EXERCISE GOAL -
Convert the lines of the material below into a JSON list of strings, one string per line and no blank lines. Begin at the line that contains "Each instance receives one keypoint. Mark the black polo" and stop after the line that contains "Each instance receives one keypoint. Mark the dark".

* begin *

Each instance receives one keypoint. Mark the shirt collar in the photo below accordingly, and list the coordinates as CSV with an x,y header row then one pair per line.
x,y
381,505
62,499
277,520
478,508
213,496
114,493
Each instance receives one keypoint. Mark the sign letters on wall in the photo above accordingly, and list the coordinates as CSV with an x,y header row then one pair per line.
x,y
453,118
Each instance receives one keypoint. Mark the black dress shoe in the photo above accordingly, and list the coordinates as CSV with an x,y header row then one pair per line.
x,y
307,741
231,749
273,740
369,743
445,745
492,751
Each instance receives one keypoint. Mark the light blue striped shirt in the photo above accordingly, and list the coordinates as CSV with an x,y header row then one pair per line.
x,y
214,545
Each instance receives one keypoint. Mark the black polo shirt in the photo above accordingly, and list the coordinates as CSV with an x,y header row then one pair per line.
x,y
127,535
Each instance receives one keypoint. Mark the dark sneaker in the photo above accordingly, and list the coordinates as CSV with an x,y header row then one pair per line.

* end *
* begin *

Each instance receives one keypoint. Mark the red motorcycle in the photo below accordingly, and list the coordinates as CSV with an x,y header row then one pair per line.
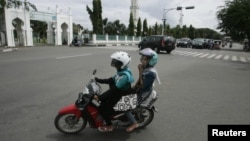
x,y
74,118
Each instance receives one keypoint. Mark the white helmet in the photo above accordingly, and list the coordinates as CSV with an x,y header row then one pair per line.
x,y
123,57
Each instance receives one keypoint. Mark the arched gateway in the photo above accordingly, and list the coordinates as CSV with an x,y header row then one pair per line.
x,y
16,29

* end *

FULL SOLUTION -
[
  "Each instance receives one keypoint. Mark the black polo shirt in the photo above accordingly, and list the coordinates as CSV with an x,y header row then one pair per line.",
  "x,y",
  "127,535",
  "Each instance receives one keypoint. Mark the dark sneaker in the photo above accordingly, and list the coordinates as CSV with an x,y header row then one pair per line."
]